§ Given exercise
Reproduce all the entries exactly.
══ Data section
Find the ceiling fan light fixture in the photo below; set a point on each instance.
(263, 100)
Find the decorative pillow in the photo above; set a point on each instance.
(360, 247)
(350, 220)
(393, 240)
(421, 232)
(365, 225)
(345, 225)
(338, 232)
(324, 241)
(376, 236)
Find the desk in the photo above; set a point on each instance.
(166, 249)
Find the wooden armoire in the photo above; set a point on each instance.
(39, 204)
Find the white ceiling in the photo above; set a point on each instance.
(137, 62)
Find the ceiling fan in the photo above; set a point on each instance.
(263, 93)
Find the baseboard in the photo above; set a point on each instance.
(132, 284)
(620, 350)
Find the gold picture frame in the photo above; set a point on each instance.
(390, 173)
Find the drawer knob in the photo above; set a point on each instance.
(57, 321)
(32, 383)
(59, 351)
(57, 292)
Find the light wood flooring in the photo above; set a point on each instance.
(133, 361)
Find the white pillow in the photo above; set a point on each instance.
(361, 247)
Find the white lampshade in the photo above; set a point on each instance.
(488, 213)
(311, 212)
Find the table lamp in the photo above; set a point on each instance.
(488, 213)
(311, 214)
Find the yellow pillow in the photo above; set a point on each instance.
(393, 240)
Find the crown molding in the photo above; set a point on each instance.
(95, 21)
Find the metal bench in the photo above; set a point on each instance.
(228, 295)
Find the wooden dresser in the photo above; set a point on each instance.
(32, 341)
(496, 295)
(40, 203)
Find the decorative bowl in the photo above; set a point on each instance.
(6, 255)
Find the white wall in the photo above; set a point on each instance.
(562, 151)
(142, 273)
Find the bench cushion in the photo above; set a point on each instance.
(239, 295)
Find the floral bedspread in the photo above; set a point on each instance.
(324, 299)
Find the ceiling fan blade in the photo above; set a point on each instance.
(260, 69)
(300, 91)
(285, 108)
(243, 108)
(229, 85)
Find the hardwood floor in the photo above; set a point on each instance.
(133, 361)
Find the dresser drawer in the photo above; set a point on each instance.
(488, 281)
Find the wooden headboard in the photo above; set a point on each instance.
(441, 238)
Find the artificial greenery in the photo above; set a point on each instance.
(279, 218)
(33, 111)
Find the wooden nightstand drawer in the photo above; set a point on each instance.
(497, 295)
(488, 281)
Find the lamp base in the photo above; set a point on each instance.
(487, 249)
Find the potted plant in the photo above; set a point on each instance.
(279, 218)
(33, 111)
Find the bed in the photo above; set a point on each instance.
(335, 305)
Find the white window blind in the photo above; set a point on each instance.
════
§ Complete output
Find the ceiling fan light fixture in the photo below; set a point on each instance.
(263, 100)
Find the decorative pillow in the photo above; set a point on each instance.
(360, 247)
(350, 220)
(393, 240)
(421, 232)
(365, 225)
(345, 225)
(338, 232)
(324, 241)
(376, 236)
Find the desk in the photo above; set a point on each instance.
(166, 249)
Find the wooden armoire in the photo above; set a point on each instance.
(39, 204)
Find the white ceiling in the photo above; set a point on each instance.
(137, 62)
Find the ceiling fan in the photo above; set a point on each instance.
(263, 93)
Find the baseboard in the photo above; set a point on each instance.
(132, 284)
(620, 350)
Find the gold picture frame in the photo above; set a point on each instance.
(390, 173)
Find the drawer knob in the photo above; set a point on each instance.
(57, 321)
(32, 383)
(59, 351)
(57, 292)
Find the light wood flooring in the photo above; set a point on each instance.
(133, 361)
Find the white pillow in the photo above; set a point on each instance.
(361, 247)
Find the white lampshade in the photo above; set a point on each instance.
(488, 213)
(311, 212)
Find the table lamp in the photo above; set a point on each instance.
(488, 213)
(311, 214)
Find the yellow pillow in the photo above; set a point on each instance.
(393, 240)
Find the crown molding in the photo above; set a point on each instance.
(95, 21)
Find the metal bench in the photo above; set a point on each instance.
(228, 295)
Find the wooden dresser in the photo above; set a point on each instance.
(32, 341)
(496, 295)
(40, 203)
Find the decorative bowl in the photo above; set a point on each instance.
(6, 255)
Find the white wall in the photo above; set a point on each instance.
(562, 151)
(142, 273)
Find the bench cushion in the photo above; set a point on each instance.
(239, 295)
Find the floral bedspread in the photo above; set a point on each instance.
(324, 299)
Find the ceiling fan blade in the photo above; set a point on each instance.
(260, 69)
(300, 91)
(285, 108)
(243, 108)
(229, 85)
Find the hardwood floor in the photo above; set a point on each instance.
(133, 361)
Find the dresser drawer in the photo above; set a point on each instance.
(488, 281)
Find the wooden headboard in the photo above; set a point on each instance.
(441, 238)
Find the artificial greenery in the photo above; set a point on each instance.
(279, 218)
(33, 111)
Find the wooden nightstand drawer in the photo above; set a point on each instance.
(497, 295)
(488, 281)
Find the lamp base in the photo above; set a point on each instance.
(487, 249)
Find the potted plant in the photo above; set a point on each instance.
(279, 218)
(33, 111)
Find the bed in the photo above; set a point on each instance.
(335, 305)
Find the white window blind in the photo above; set a point on each instance.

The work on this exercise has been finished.